- WHAT TO PRODUCE
Leave out all pictures while you copy the lines exactly from the one with "Target: person holding phone" through the last line of the listing.

- INPUT
****

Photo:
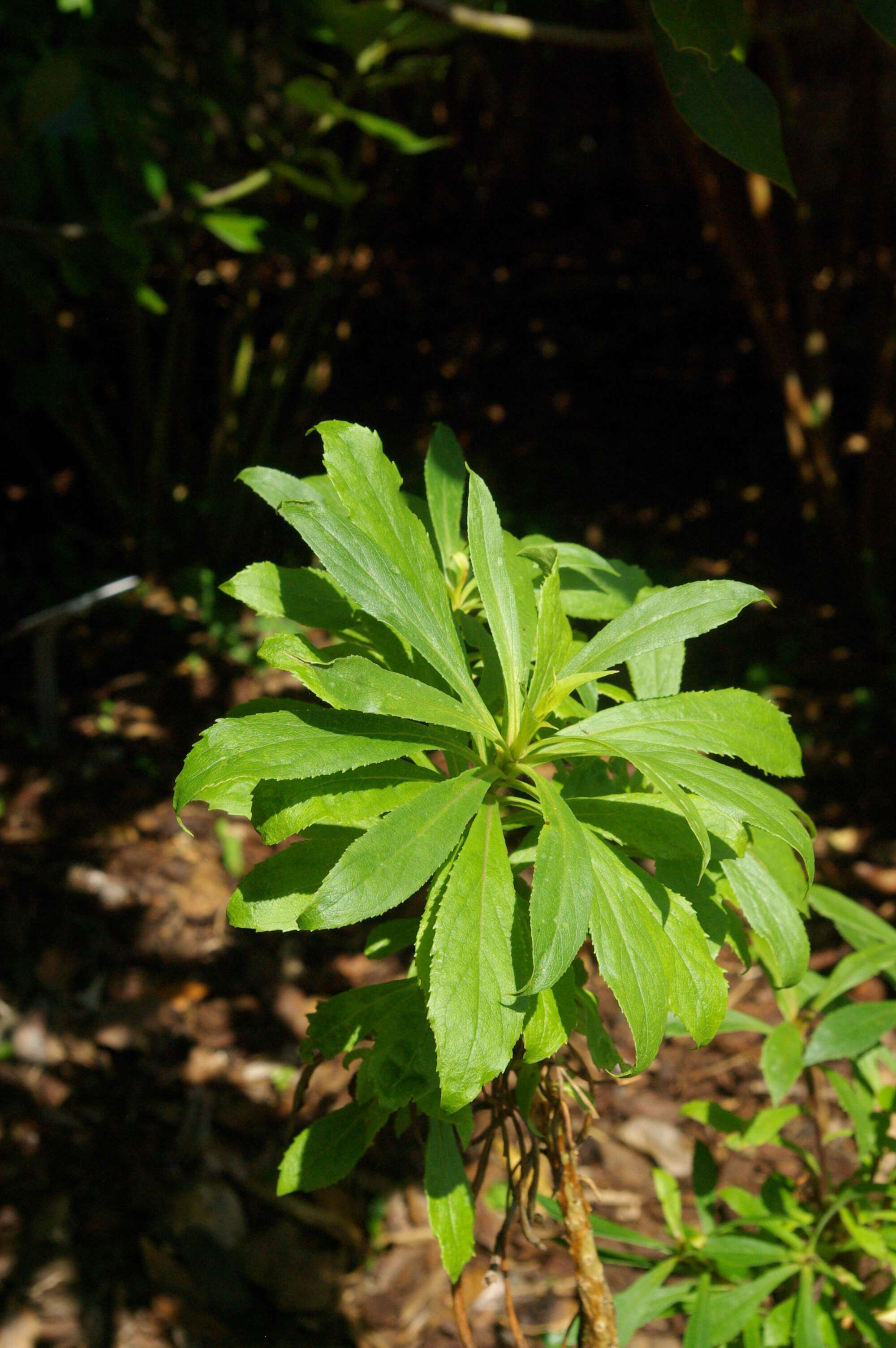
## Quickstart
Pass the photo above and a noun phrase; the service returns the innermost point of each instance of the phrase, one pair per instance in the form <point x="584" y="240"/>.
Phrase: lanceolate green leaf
<point x="339" y="1022"/>
<point x="735" y="793"/>
<point x="633" y="951"/>
<point x="374" y="581"/>
<point x="282" y="809"/>
<point x="370" y="488"/>
<point x="401" y="1067"/>
<point x="288" y="740"/>
<point x="851" y="1032"/>
<point x="806" y="1330"/>
<point x="647" y="824"/>
<point x="698" y="987"/>
<point x="496" y="591"/>
<point x="329" y="1150"/>
<point x="553" y="637"/>
<point x="712" y="27"/>
<point x="562" y="889"/>
<point x="857" y="925"/>
<point x="729" y="1311"/>
<point x="278" y="890"/>
<point x="729" y="108"/>
<point x="855" y="968"/>
<point x="398" y="855"/>
<point x="360" y="685"/>
<point x="772" y="916"/>
<point x="658" y="673"/>
<point x="657" y="772"/>
<point x="550" y="1020"/>
<point x="674" y="615"/>
<point x="449" y="1199"/>
<point x="474" y="1007"/>
<point x="882" y="15"/>
<point x="445" y="478"/>
<point x="729" y="722"/>
<point x="782" y="1060"/>
<point x="277" y="487"/>
<point x="302" y="594"/>
<point x="646" y="1300"/>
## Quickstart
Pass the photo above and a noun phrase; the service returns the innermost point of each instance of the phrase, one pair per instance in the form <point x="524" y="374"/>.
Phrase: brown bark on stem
<point x="597" y="1318"/>
<point x="460" y="1316"/>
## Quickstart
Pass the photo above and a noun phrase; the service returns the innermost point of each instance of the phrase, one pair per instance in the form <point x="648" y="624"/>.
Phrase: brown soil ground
<point x="151" y="1057"/>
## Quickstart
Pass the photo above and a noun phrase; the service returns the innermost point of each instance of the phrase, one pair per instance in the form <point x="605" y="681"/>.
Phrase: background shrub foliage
<point x="475" y="743"/>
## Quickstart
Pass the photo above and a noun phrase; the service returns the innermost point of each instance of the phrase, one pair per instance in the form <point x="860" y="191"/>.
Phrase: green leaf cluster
<point x="805" y="1262"/>
<point x="468" y="740"/>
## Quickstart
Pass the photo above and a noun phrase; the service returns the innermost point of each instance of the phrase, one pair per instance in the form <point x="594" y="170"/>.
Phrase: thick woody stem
<point x="597" y="1319"/>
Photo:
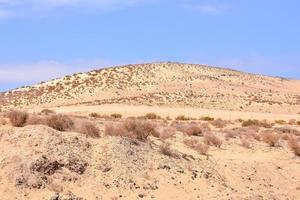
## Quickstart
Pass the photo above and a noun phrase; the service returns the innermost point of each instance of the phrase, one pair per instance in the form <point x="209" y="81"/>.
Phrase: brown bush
<point x="270" y="138"/>
<point x="116" y="116"/>
<point x="202" y="148"/>
<point x="47" y="112"/>
<point x="165" y="132"/>
<point x="190" y="142"/>
<point x="207" y="118"/>
<point x="18" y="118"/>
<point x="94" y="115"/>
<point x="60" y="122"/>
<point x="292" y="122"/>
<point x="36" y="120"/>
<point x="89" y="129"/>
<point x="219" y="123"/>
<point x="210" y="139"/>
<point x="183" y="118"/>
<point x="294" y="145"/>
<point x="230" y="134"/>
<point x="165" y="149"/>
<point x="152" y="116"/>
<point x="193" y="130"/>
<point x="3" y="121"/>
<point x="254" y="122"/>
<point x="132" y="128"/>
<point x="245" y="142"/>
<point x="286" y="129"/>
<point x="280" y="122"/>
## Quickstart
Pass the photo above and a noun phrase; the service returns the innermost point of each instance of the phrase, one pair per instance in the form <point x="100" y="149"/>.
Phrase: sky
<point x="45" y="39"/>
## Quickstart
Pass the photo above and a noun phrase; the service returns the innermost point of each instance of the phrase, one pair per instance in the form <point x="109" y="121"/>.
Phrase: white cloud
<point x="211" y="9"/>
<point x="45" y="70"/>
<point x="15" y="8"/>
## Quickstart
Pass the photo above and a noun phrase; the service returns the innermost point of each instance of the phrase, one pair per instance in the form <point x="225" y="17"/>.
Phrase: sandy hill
<point x="172" y="84"/>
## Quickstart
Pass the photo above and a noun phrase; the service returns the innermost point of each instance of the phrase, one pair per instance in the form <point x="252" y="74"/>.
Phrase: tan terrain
<point x="106" y="146"/>
<point x="164" y="84"/>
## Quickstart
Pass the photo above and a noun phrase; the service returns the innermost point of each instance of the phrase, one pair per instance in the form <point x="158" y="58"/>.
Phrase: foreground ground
<point x="38" y="162"/>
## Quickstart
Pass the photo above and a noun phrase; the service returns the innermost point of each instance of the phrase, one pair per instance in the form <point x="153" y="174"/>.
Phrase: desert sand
<point x="38" y="161"/>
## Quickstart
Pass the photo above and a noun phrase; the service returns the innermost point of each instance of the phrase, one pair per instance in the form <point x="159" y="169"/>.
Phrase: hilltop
<point x="163" y="84"/>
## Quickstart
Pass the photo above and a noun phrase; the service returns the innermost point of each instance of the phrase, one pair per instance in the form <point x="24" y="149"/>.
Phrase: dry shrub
<point x="116" y="115"/>
<point x="190" y="142"/>
<point x="89" y="129"/>
<point x="60" y="122"/>
<point x="292" y="122"/>
<point x="219" y="123"/>
<point x="201" y="148"/>
<point x="294" y="145"/>
<point x="3" y="121"/>
<point x="94" y="115"/>
<point x="18" y="118"/>
<point x="210" y="139"/>
<point x="183" y="118"/>
<point x="207" y="118"/>
<point x="193" y="130"/>
<point x="168" y="118"/>
<point x="47" y="112"/>
<point x="165" y="132"/>
<point x="245" y="142"/>
<point x="254" y="122"/>
<point x="36" y="120"/>
<point x="230" y="134"/>
<point x="286" y="129"/>
<point x="270" y="138"/>
<point x="280" y="122"/>
<point x="152" y="116"/>
<point x="165" y="149"/>
<point x="132" y="128"/>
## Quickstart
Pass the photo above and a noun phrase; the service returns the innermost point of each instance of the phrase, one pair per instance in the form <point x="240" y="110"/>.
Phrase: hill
<point x="167" y="84"/>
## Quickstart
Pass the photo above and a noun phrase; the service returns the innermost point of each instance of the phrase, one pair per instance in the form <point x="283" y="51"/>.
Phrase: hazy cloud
<point x="210" y="8"/>
<point x="10" y="8"/>
<point x="46" y="70"/>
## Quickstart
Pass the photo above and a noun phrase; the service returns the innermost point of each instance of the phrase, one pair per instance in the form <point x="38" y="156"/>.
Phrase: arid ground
<point x="152" y="131"/>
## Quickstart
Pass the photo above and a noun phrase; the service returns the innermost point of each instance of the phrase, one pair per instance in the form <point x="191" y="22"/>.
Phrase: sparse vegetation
<point x="219" y="123"/>
<point x="270" y="138"/>
<point x="89" y="129"/>
<point x="47" y="112"/>
<point x="152" y="116"/>
<point x="210" y="139"/>
<point x="254" y="122"/>
<point x="183" y="118"/>
<point x="60" y="122"/>
<point x="280" y="122"/>
<point x="294" y="145"/>
<point x="165" y="149"/>
<point x="207" y="118"/>
<point x="18" y="118"/>
<point x="132" y="128"/>
<point x="116" y="116"/>
<point x="193" y="129"/>
<point x="245" y="142"/>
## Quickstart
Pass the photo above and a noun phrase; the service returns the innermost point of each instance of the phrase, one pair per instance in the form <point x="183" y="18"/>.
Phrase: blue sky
<point x="44" y="39"/>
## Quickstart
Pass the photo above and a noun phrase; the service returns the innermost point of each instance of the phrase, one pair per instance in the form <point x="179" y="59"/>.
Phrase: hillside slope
<point x="171" y="84"/>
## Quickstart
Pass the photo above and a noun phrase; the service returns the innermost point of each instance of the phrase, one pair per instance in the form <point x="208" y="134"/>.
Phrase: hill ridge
<point x="163" y="83"/>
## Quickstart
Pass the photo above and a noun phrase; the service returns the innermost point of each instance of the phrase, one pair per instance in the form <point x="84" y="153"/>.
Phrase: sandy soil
<point x="38" y="162"/>
<point x="164" y="111"/>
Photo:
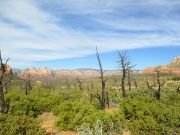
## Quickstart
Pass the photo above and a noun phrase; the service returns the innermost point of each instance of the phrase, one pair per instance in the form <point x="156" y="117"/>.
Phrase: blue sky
<point x="64" y="33"/>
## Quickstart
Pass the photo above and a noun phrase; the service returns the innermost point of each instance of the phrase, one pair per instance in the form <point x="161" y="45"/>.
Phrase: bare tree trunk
<point x="80" y="84"/>
<point x="107" y="94"/>
<point x="126" y="66"/>
<point x="3" y="104"/>
<point x="123" y="84"/>
<point x="3" y="69"/>
<point x="160" y="84"/>
<point x="135" y="83"/>
<point x="129" y="80"/>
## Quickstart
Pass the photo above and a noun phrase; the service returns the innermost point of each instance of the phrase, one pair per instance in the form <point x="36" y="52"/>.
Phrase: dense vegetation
<point x="79" y="108"/>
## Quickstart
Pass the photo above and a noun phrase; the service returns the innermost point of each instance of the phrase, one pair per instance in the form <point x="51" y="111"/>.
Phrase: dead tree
<point x="68" y="84"/>
<point x="3" y="83"/>
<point x="129" y="80"/>
<point x="135" y="83"/>
<point x="28" y="86"/>
<point x="80" y="84"/>
<point x="159" y="84"/>
<point x="178" y="89"/>
<point x="125" y="65"/>
<point x="102" y="98"/>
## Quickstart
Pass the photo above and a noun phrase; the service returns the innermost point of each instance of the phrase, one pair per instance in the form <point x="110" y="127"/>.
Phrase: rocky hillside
<point x="173" y="67"/>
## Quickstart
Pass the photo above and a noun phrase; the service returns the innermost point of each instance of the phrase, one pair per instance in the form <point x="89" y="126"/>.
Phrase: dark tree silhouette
<point x="125" y="65"/>
<point x="28" y="86"/>
<point x="101" y="98"/>
<point x="160" y="83"/>
<point x="3" y="83"/>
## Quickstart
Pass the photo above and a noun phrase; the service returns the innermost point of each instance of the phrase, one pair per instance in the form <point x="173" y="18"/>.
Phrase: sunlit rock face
<point x="36" y="73"/>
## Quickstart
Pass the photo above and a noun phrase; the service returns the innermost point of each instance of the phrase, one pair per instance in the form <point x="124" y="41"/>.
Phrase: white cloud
<point x="29" y="32"/>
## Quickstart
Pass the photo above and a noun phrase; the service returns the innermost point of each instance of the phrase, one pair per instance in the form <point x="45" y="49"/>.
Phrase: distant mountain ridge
<point x="173" y="67"/>
<point x="50" y="73"/>
<point x="36" y="73"/>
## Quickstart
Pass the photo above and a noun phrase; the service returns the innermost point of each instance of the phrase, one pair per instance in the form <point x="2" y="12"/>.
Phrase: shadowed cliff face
<point x="173" y="67"/>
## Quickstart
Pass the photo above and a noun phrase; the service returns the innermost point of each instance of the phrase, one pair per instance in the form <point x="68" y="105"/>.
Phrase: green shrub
<point x="145" y="115"/>
<point x="73" y="114"/>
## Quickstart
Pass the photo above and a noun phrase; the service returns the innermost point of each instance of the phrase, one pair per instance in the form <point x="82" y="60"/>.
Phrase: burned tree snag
<point x="129" y="80"/>
<point x="80" y="84"/>
<point x="125" y="65"/>
<point x="3" y="72"/>
<point x="135" y="83"/>
<point x="28" y="86"/>
<point x="159" y="84"/>
<point x="101" y="98"/>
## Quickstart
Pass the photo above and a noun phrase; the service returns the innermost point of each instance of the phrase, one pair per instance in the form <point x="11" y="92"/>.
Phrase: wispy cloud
<point x="46" y="30"/>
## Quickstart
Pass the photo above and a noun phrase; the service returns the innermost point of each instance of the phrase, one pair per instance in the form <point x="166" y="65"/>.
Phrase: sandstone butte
<point x="173" y="67"/>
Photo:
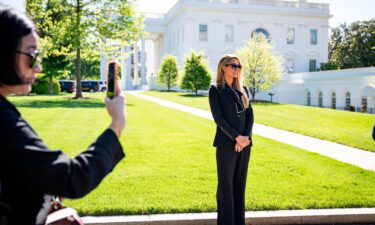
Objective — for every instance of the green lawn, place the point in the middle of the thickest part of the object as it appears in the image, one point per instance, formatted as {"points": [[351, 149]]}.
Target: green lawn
{"points": [[170, 164], [348, 128]]}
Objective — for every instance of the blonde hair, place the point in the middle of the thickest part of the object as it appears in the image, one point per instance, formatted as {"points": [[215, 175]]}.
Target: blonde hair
{"points": [[238, 82]]}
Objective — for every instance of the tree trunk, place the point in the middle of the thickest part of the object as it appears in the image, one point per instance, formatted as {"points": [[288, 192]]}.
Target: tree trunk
{"points": [[78, 74], [78, 53], [50, 85]]}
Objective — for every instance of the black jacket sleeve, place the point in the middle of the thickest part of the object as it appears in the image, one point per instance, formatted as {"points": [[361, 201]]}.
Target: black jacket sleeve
{"points": [[249, 117], [218, 115], [24, 156]]}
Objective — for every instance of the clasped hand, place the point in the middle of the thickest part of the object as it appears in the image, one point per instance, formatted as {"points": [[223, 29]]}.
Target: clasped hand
{"points": [[241, 142]]}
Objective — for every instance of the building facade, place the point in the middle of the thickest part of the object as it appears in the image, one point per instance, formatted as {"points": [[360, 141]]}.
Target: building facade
{"points": [[299, 30], [350, 89]]}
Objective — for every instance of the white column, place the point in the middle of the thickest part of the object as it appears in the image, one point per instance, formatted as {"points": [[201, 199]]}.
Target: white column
{"points": [[103, 66], [135, 66], [143, 63], [128, 79]]}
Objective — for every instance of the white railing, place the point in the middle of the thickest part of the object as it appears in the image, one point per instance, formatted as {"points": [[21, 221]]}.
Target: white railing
{"points": [[314, 7]]}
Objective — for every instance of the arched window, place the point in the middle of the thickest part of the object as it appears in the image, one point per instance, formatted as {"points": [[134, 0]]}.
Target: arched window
{"points": [[308, 98], [333, 100], [347, 100], [261, 31], [320, 99]]}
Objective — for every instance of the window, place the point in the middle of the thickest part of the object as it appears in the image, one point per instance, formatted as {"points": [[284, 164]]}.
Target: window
{"points": [[320, 99], [203, 32], [347, 101], [312, 65], [314, 37], [261, 31], [290, 36], [333, 100], [290, 65], [308, 98], [172, 40], [182, 34], [228, 33], [364, 104], [178, 37]]}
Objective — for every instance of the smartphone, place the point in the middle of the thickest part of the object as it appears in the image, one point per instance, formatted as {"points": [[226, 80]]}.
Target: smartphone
{"points": [[111, 79]]}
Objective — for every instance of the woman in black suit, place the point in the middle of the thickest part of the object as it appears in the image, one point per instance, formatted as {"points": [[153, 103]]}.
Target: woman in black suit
{"points": [[29, 171], [233, 115]]}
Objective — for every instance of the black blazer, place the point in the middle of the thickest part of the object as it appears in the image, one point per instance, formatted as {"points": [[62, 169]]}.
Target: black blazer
{"points": [[230, 116], [30, 172]]}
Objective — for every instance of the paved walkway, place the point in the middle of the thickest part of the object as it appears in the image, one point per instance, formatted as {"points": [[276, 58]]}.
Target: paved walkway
{"points": [[354, 156], [309, 216]]}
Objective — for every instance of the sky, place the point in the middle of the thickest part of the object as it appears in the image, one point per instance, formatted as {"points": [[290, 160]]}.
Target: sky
{"points": [[343, 11]]}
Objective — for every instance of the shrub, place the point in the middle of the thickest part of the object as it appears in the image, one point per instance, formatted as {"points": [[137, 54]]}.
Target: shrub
{"points": [[41, 85]]}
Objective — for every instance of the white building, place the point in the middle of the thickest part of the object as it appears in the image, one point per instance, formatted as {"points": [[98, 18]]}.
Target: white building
{"points": [[339, 89], [299, 30]]}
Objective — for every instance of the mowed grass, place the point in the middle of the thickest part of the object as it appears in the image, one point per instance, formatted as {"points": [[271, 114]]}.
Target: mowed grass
{"points": [[170, 163], [348, 128]]}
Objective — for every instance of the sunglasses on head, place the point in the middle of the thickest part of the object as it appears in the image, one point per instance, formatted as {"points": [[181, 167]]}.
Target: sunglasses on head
{"points": [[35, 60], [234, 66]]}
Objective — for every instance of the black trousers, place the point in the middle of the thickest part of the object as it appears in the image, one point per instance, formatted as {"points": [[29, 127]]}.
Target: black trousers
{"points": [[232, 173]]}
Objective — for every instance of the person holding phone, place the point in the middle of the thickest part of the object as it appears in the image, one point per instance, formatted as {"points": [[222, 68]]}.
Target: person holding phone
{"points": [[233, 115], [29, 171]]}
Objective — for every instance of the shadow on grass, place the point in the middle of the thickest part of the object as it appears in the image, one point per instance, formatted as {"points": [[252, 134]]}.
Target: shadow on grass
{"points": [[64, 103], [146, 211]]}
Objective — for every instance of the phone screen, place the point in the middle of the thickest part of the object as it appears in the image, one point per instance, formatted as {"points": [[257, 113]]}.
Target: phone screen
{"points": [[111, 80]]}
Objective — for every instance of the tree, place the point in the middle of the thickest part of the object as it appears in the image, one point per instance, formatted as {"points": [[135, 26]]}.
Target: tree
{"points": [[168, 72], [49, 19], [261, 65], [85, 26], [352, 46], [196, 74]]}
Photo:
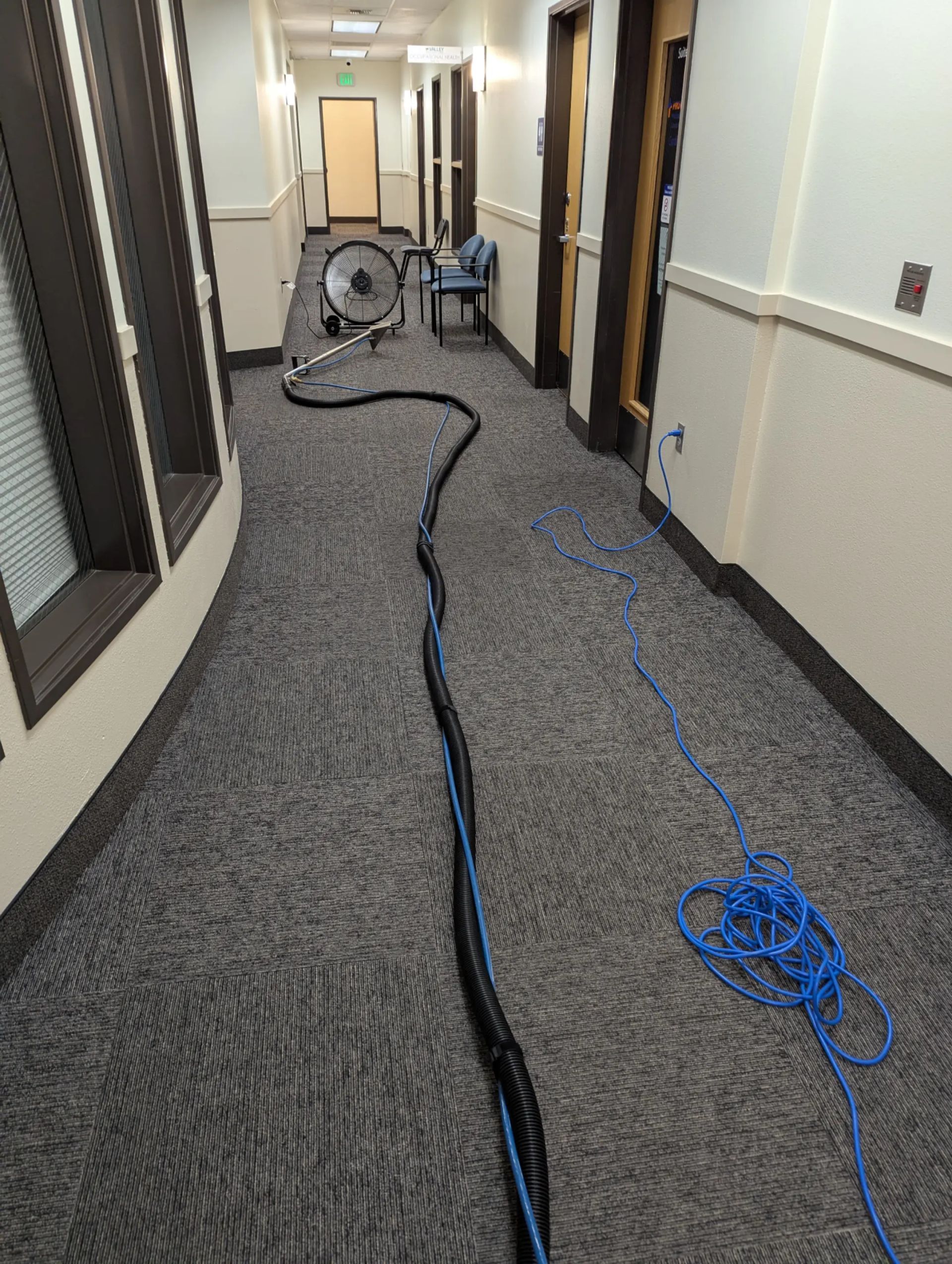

****

- EXPECTED ANSWER
Target: person holding phone
{"points": [[233, 115], [29, 171]]}
Objective — for every instance of the shadow on grass, place the point in the middle of the thickest part of the object as it appears in the image, one point per instance, formatted as {"points": [[252, 134]]}.
Target: shadow on grass
{"points": [[64, 103], [146, 211]]}
Objective — for every instance of the phone screen, place the point in the middle of the thickest part of the object as it appears in the image, one point per instance, formatted as {"points": [[257, 113]]}.
Target: phone screen
{"points": [[111, 80]]}
Objective — for every instance of the tree, place the point in the middle of the thickest part of the object as it appears in the image, one point per instance, formatted as {"points": [[135, 26]]}.
Target: tree
{"points": [[168, 72], [49, 19], [261, 65], [85, 26], [352, 46], [196, 74]]}
Photo:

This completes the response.